** TASK TO CARRY OUT **
Could you copy every line from the material below in which "squash" appears?

** RAW DATA **
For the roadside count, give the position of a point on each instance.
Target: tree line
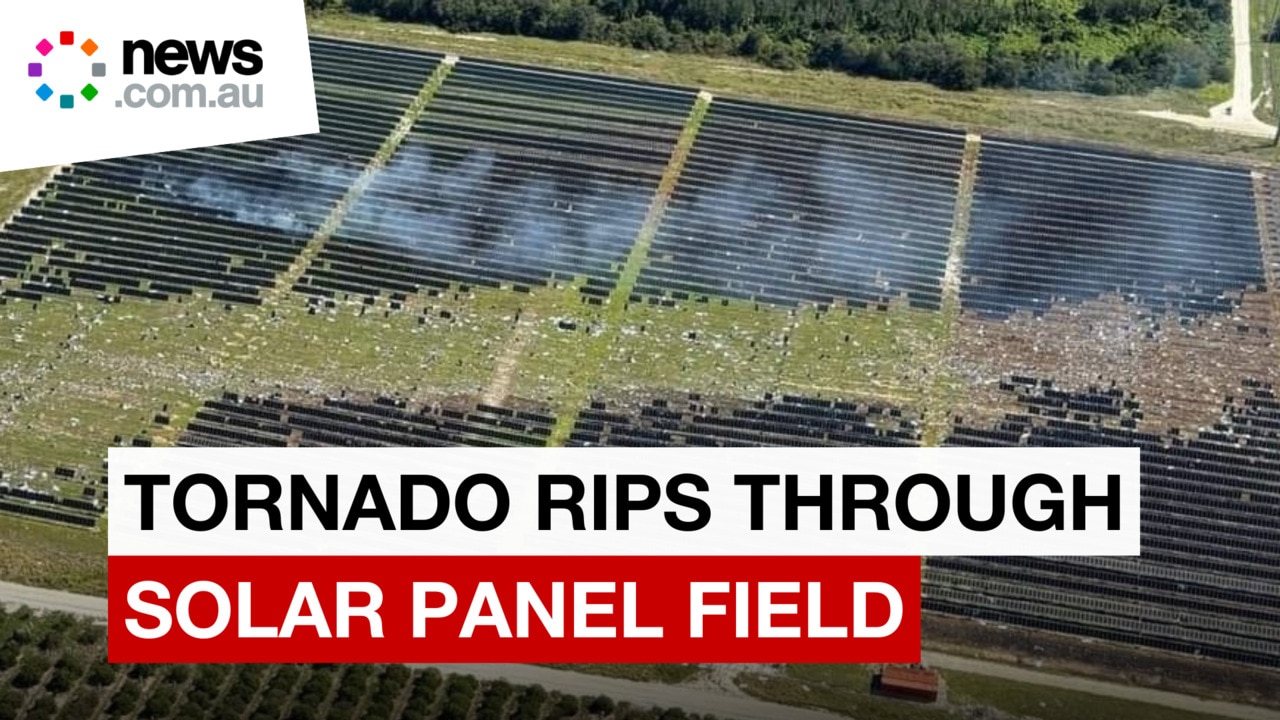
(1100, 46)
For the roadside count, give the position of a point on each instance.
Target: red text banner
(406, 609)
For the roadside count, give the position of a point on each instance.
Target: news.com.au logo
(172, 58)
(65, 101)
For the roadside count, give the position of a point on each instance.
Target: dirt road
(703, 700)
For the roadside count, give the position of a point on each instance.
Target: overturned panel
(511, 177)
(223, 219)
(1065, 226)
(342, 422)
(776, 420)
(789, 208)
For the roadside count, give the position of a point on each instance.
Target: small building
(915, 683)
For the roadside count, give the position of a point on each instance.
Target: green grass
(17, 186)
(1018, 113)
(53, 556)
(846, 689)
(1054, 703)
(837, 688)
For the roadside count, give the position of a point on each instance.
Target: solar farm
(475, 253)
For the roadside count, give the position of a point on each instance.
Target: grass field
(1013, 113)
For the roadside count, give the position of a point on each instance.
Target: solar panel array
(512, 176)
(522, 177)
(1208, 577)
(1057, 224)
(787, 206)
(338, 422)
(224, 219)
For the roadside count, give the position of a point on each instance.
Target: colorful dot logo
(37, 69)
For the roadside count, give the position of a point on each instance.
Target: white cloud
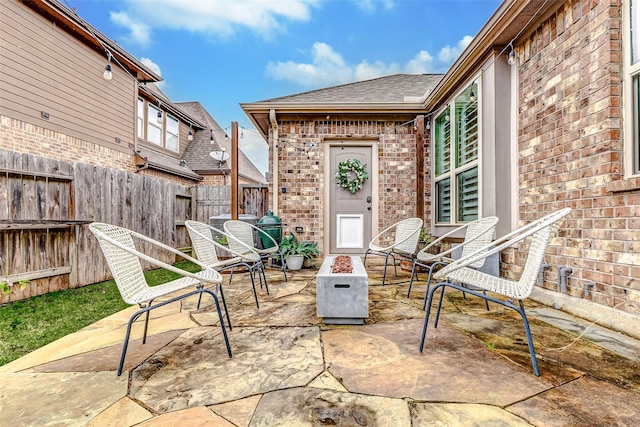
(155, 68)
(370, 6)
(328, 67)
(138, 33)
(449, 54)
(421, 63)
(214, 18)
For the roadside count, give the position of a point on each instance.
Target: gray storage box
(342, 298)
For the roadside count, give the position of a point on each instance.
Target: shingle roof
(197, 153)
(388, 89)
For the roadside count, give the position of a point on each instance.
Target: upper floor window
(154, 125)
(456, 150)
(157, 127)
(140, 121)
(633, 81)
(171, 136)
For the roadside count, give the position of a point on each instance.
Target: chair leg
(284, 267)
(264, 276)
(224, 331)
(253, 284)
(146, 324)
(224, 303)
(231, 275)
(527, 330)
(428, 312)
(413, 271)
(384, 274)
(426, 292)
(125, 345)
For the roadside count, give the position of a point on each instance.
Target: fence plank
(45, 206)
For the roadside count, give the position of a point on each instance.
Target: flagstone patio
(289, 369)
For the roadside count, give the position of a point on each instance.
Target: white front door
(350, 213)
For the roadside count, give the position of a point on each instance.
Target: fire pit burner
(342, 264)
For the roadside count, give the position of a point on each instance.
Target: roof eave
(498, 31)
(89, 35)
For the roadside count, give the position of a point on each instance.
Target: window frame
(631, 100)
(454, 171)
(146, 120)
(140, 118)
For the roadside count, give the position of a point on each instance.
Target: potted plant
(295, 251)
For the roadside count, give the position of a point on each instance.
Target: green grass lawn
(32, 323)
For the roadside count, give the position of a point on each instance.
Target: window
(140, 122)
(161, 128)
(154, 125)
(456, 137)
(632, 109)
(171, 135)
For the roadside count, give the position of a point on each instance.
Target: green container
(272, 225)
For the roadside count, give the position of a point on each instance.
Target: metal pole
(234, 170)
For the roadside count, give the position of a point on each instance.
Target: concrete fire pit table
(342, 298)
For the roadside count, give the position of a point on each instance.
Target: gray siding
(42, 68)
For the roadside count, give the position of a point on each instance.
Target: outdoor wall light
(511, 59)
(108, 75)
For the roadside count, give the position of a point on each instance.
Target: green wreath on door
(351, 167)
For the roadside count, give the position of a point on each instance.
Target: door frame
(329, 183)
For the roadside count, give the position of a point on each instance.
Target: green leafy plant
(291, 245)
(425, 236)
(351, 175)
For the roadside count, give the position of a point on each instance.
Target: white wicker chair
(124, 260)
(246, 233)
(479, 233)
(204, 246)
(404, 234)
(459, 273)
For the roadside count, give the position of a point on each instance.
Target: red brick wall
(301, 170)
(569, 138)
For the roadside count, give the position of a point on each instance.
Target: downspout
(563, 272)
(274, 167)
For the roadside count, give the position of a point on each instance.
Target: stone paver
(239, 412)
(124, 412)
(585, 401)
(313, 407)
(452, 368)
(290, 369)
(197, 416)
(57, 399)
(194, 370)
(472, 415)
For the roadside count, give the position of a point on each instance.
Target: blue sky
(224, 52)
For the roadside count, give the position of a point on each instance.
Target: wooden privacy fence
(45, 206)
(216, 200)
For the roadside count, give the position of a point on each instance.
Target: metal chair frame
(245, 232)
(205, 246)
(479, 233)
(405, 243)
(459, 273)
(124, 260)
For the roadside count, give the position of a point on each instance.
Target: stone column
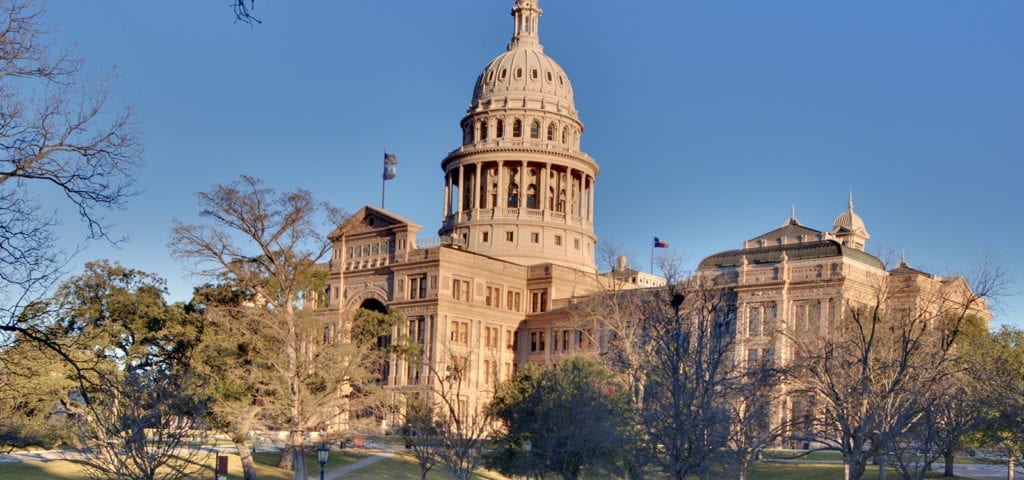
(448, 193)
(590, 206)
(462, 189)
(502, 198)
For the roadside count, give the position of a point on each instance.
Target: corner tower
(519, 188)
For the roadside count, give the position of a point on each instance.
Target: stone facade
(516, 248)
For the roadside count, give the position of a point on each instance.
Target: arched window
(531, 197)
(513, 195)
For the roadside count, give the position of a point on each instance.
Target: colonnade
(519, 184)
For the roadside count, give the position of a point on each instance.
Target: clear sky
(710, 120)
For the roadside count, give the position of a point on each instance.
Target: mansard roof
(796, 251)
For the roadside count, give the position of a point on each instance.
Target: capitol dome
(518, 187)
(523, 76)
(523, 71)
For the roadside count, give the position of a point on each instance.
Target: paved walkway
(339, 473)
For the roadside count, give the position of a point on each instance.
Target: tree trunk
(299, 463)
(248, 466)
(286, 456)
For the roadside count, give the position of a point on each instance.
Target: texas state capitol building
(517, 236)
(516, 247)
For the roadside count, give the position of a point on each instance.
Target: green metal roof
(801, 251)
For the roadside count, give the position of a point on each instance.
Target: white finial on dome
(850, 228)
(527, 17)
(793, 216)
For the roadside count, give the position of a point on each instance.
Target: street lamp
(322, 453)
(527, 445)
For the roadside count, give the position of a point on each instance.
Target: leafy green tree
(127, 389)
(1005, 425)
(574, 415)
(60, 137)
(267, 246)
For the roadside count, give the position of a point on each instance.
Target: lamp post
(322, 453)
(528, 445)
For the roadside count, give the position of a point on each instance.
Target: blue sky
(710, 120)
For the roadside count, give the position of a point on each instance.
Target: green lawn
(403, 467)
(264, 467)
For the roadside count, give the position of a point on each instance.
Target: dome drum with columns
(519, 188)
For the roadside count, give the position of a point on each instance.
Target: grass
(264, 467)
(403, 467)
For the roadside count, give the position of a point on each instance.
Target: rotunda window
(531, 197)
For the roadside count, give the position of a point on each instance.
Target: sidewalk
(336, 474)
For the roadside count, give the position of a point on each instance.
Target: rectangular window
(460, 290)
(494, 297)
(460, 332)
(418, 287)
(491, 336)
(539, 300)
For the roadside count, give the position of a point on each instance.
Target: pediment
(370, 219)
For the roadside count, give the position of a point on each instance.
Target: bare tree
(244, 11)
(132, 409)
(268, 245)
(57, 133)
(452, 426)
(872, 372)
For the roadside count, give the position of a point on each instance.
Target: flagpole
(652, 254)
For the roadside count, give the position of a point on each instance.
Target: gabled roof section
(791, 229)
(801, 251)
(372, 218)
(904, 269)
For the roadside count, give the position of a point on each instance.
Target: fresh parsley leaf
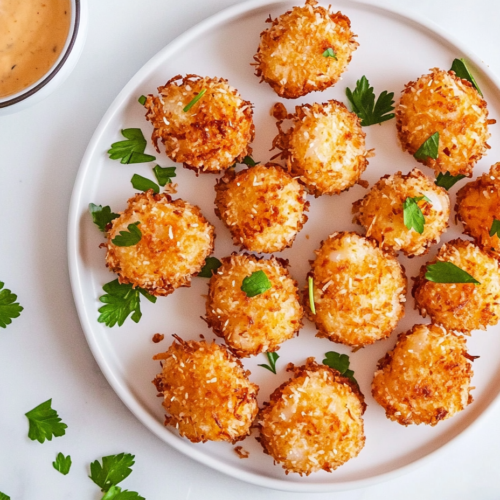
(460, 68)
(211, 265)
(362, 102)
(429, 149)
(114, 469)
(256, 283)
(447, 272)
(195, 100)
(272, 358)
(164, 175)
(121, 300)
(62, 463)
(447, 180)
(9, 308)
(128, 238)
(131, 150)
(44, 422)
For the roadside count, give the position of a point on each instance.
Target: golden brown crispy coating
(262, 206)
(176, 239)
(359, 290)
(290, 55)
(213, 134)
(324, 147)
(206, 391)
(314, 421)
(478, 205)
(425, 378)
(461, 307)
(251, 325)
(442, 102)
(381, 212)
==
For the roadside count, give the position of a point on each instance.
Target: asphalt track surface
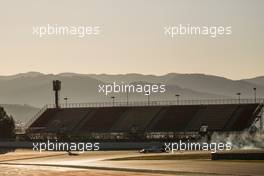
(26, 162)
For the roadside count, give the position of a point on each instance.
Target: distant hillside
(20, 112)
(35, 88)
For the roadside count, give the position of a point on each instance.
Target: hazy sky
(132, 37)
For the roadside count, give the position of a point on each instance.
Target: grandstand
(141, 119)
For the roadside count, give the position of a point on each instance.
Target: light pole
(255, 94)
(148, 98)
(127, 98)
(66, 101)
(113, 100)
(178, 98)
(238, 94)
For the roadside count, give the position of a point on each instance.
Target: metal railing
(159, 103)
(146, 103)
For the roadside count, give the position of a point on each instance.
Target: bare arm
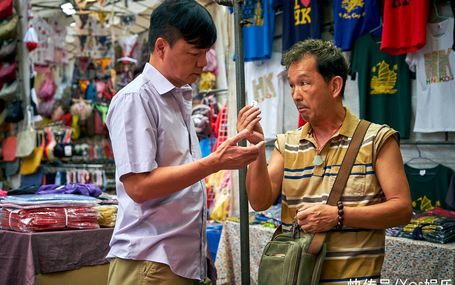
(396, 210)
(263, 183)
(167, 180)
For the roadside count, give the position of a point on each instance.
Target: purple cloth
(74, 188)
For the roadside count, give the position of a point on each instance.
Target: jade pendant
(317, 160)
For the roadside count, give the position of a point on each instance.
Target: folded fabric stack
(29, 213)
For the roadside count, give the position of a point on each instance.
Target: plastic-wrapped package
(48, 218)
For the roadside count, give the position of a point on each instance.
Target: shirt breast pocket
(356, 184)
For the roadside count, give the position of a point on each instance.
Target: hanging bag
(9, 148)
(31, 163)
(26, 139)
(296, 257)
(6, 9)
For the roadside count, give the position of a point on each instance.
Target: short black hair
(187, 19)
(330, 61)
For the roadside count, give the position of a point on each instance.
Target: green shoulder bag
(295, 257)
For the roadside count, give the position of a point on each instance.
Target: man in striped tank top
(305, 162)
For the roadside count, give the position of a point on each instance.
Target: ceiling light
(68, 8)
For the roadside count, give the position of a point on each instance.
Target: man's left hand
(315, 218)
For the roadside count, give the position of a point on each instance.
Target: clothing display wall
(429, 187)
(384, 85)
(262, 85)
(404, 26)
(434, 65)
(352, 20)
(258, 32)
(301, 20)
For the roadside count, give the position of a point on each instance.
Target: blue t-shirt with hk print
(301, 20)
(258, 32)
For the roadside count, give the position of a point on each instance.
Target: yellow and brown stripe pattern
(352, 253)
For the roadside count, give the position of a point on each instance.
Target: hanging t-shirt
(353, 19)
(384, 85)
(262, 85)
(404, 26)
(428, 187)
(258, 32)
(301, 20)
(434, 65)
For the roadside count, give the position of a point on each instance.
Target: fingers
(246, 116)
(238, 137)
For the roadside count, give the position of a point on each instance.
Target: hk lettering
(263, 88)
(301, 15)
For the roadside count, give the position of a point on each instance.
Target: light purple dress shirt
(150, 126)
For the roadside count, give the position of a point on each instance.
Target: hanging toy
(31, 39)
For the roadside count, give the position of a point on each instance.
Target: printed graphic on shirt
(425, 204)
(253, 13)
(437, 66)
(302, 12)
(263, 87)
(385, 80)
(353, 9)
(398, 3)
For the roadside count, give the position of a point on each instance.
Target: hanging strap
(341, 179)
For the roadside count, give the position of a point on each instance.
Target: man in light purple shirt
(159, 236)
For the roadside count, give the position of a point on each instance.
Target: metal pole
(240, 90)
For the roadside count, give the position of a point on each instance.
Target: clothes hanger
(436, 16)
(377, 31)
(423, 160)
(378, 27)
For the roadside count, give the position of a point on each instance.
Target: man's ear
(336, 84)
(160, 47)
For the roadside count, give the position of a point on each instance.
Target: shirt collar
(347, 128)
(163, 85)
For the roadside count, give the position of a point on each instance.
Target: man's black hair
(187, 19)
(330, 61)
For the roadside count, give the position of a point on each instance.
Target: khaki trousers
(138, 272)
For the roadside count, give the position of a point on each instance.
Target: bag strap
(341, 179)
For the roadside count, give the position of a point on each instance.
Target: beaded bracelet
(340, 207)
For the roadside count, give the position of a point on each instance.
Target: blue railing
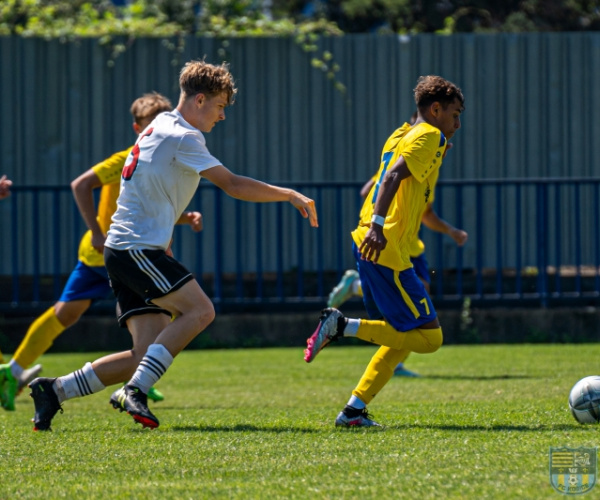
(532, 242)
--
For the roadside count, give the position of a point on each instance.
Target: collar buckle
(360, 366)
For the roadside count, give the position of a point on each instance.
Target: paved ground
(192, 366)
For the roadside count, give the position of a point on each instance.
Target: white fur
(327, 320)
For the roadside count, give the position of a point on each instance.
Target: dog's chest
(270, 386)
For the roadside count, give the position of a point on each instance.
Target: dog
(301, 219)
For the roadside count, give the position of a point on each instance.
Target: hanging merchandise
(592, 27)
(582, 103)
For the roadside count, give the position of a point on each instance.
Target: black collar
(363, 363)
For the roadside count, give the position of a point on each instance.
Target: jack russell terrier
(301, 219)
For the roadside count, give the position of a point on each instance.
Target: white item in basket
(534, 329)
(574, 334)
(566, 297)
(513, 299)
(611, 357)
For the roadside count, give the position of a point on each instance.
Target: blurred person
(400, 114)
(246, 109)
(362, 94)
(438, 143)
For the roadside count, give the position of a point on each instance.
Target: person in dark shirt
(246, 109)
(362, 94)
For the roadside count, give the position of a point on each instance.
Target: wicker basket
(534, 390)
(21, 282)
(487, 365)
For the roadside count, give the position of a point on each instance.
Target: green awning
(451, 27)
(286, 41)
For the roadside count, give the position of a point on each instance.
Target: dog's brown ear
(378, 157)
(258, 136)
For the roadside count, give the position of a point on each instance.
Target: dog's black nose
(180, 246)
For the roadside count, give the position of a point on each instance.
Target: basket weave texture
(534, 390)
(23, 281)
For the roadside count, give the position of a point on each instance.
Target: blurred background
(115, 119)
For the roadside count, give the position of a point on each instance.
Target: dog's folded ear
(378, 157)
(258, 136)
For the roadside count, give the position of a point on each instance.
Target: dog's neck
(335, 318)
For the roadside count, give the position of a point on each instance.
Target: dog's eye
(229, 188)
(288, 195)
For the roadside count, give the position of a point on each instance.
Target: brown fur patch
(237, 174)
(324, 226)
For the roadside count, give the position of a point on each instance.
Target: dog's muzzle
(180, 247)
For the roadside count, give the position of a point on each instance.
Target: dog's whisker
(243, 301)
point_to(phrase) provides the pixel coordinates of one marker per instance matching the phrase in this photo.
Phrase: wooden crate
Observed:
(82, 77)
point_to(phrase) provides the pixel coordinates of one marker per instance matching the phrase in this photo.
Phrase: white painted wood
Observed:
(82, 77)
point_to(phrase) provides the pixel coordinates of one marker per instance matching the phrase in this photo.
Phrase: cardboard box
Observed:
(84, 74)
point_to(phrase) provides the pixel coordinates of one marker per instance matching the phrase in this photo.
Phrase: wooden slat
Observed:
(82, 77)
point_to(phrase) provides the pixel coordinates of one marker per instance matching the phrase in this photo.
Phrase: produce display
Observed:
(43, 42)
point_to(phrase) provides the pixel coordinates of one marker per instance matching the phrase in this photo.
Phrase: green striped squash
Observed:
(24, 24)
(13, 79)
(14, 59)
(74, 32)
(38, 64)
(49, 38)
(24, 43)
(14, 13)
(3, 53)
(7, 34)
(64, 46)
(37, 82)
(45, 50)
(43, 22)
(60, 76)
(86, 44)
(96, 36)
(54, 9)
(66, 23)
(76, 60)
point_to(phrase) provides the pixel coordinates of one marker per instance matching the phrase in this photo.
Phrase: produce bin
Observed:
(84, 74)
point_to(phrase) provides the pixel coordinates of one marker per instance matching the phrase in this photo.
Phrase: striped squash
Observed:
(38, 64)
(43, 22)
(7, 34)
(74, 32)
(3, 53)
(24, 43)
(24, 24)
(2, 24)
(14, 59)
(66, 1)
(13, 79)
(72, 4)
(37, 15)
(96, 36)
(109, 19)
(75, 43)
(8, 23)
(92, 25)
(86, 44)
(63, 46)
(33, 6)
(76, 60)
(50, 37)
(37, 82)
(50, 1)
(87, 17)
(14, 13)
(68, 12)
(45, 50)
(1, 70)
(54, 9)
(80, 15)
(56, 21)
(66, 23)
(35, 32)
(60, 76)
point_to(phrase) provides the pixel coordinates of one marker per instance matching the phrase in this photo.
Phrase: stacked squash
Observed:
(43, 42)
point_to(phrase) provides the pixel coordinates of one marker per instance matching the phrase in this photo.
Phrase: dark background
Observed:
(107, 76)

** EXERCISE OUTPUT **
Phrase: green striped squash
Phrase: striped squash
Phrase: stacked squash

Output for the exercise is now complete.